PROMPT: Among the entries below, one stretch runs from the line that contains "Target: black pot" through the line that contains "Guideline: mark the golden". Repeat that stretch exactly, ends included, and only that.

THE RECORDS:
"""

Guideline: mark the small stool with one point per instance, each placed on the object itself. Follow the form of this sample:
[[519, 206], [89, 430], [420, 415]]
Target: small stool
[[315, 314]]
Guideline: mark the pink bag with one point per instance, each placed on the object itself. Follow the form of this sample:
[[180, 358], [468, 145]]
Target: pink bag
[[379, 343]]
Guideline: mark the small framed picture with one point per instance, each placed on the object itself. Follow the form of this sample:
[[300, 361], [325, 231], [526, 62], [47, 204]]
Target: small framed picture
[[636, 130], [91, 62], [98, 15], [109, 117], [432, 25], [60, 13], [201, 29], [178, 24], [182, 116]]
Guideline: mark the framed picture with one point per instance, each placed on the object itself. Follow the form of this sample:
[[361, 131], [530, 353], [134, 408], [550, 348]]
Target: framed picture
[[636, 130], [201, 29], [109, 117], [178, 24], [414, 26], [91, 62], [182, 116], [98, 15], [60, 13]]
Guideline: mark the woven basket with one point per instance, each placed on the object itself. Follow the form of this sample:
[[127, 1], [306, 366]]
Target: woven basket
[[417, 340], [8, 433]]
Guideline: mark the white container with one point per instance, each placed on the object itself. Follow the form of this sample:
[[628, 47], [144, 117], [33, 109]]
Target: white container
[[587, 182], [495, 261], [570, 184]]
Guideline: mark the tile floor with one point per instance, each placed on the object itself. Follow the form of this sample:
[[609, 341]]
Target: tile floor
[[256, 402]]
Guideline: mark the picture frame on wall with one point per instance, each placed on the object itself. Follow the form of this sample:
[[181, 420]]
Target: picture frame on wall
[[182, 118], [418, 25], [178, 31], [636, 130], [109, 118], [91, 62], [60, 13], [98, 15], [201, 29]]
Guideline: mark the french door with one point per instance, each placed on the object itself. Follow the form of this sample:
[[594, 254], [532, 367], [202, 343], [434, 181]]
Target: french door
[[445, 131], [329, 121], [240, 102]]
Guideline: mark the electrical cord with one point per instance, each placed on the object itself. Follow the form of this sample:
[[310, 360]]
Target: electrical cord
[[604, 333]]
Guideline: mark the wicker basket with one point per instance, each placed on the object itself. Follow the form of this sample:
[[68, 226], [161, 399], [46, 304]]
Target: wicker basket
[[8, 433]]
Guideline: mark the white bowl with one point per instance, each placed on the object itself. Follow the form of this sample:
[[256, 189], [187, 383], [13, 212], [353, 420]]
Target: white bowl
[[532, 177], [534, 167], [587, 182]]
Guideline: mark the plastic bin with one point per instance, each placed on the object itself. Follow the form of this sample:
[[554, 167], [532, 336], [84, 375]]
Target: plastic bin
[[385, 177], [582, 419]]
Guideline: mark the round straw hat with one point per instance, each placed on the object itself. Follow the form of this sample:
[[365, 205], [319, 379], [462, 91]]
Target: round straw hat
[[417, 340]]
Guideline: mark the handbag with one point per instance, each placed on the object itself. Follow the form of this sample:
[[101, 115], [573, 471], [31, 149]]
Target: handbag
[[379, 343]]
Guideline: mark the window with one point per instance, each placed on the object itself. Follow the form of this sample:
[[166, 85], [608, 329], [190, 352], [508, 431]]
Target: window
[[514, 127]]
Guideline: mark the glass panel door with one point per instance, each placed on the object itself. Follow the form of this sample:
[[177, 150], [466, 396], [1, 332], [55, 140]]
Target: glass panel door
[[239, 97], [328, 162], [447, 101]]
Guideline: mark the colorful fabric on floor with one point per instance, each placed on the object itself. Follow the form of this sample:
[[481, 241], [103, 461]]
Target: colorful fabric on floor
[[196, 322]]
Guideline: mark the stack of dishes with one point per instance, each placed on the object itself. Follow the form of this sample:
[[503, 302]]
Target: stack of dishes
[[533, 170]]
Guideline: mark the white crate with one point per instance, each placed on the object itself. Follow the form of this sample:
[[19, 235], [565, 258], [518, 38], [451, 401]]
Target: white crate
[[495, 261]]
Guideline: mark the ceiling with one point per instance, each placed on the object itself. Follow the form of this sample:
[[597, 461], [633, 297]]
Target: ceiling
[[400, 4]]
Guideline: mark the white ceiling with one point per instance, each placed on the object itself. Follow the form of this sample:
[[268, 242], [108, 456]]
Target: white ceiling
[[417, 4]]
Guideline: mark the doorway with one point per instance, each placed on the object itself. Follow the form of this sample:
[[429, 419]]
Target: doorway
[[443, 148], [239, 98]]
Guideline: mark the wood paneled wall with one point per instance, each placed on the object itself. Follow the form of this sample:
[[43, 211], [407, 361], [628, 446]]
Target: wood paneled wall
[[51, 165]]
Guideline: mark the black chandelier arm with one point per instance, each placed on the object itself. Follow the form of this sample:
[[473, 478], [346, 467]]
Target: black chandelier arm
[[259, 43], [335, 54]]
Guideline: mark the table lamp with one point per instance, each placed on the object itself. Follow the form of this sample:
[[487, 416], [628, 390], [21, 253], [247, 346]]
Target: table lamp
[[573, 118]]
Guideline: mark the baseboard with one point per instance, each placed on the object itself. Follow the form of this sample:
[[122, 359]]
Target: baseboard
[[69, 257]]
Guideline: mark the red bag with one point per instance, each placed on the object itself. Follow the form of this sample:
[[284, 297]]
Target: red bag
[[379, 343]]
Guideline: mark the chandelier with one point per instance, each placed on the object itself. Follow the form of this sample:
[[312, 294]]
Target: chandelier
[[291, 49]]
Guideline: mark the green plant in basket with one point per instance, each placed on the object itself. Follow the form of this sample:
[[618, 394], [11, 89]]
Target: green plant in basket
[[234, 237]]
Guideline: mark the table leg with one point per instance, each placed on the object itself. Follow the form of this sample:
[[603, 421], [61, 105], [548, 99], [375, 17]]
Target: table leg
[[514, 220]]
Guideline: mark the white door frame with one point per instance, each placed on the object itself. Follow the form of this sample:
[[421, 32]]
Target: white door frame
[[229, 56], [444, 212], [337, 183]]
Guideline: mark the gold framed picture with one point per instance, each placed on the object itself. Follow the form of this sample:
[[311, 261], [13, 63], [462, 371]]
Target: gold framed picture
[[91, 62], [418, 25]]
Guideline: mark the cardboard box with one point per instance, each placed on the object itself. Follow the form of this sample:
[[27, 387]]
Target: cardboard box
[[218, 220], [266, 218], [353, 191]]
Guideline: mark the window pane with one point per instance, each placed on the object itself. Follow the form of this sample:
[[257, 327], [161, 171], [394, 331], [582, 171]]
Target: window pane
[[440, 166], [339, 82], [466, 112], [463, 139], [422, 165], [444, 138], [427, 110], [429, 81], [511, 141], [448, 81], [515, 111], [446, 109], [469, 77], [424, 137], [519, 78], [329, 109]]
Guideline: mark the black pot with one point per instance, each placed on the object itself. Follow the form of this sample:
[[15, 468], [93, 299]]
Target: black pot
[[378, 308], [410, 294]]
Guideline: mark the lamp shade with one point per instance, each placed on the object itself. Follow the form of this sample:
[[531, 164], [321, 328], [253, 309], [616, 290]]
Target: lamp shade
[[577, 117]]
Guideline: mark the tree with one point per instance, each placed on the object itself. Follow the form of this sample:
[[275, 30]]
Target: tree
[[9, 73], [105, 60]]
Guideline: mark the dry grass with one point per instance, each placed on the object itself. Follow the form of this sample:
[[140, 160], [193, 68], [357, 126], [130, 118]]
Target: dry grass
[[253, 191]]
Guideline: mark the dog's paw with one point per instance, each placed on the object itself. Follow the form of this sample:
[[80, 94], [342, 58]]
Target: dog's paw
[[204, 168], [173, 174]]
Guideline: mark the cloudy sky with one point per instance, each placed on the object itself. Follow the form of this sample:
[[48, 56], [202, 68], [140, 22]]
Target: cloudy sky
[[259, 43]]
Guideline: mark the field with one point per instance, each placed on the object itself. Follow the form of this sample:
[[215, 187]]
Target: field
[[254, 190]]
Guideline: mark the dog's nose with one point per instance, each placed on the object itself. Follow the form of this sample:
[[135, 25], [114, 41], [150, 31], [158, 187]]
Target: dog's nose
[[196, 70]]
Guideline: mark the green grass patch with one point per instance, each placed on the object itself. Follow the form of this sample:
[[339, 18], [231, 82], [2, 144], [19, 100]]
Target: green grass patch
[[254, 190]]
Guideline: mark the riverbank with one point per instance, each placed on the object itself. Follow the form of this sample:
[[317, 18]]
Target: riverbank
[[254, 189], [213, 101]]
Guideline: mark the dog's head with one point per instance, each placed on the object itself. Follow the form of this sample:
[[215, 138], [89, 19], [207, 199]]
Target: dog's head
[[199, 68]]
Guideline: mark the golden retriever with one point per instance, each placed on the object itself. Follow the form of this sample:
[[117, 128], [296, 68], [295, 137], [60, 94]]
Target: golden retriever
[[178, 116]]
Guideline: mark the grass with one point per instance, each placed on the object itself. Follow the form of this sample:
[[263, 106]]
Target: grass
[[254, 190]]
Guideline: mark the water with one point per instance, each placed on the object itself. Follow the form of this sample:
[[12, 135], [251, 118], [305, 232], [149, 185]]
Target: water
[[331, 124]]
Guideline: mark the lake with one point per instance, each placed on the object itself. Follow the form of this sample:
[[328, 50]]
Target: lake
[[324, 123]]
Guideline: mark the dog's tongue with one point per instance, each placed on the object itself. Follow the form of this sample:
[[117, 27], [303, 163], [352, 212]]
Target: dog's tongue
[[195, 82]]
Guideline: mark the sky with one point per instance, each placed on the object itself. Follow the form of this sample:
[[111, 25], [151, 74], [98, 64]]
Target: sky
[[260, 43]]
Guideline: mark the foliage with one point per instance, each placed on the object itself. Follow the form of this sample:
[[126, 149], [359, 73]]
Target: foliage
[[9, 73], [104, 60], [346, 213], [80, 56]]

"""

TASK RESULT:
Target: black pot
[[378, 308], [410, 294]]
Guideline: mark the lamp shade with one point per instance, each placed on the object itself. Follow the form of this sample:
[[531, 164], [321, 328], [253, 309], [616, 290]]
Target: lamp shade
[[577, 117]]
Guideline: mark the tree with one point per instance, each placed on the object itself. Follow the form of this sample:
[[275, 30]]
Target: tree
[[9, 73], [105, 60]]
Guideline: mark the dry grass with one point per instance, each placed on the object itself. Follow the form of this sample:
[[140, 160], [193, 68], [357, 126], [130, 118]]
Target: dry grass
[[253, 191]]
Guideline: mark the dog's paw with one point per instance, each placed on the object itself. Follow the form of this sample:
[[80, 94], [342, 58]]
Target: dog's paw
[[204, 168], [173, 174]]
Guideline: mark the cloudy sky with one point per instance, each placed on the object itself. Follow the form of this sample:
[[48, 56], [202, 68], [140, 22]]
Target: cloudy sky
[[259, 43]]
Guideline: mark the field with one point per instance, each placed on the object itself. Follow the form of this sample:
[[215, 187]]
Target: field
[[254, 190]]
Guideline: mark the dog's nose with one point per instance, each placed on the object itself. Follow the form of this sample:
[[135, 25], [114, 41], [150, 31], [158, 187]]
Target: dog's nose
[[196, 70]]
Guideline: mark the green grass patch with one point per instance, each placed on the object itself. Follow the form of this sample:
[[339, 18], [231, 82], [2, 144], [19, 100]]
Target: green grass patch
[[254, 190]]
Guideline: mark the riverbank with one point per instance, each placed on the object itself. Follow the form of this sample:
[[317, 18]]
Target: riverbank
[[254, 189], [213, 101]]
Guideline: mark the dog's head with one point per instance, each placed on the object itself. Follow the form of this sample:
[[215, 138], [89, 19], [207, 199]]
Target: dog's head
[[199, 68]]
Guideline: mark the golden retriever with one point per instance, each placed on the object itself. Follow the form of this sample:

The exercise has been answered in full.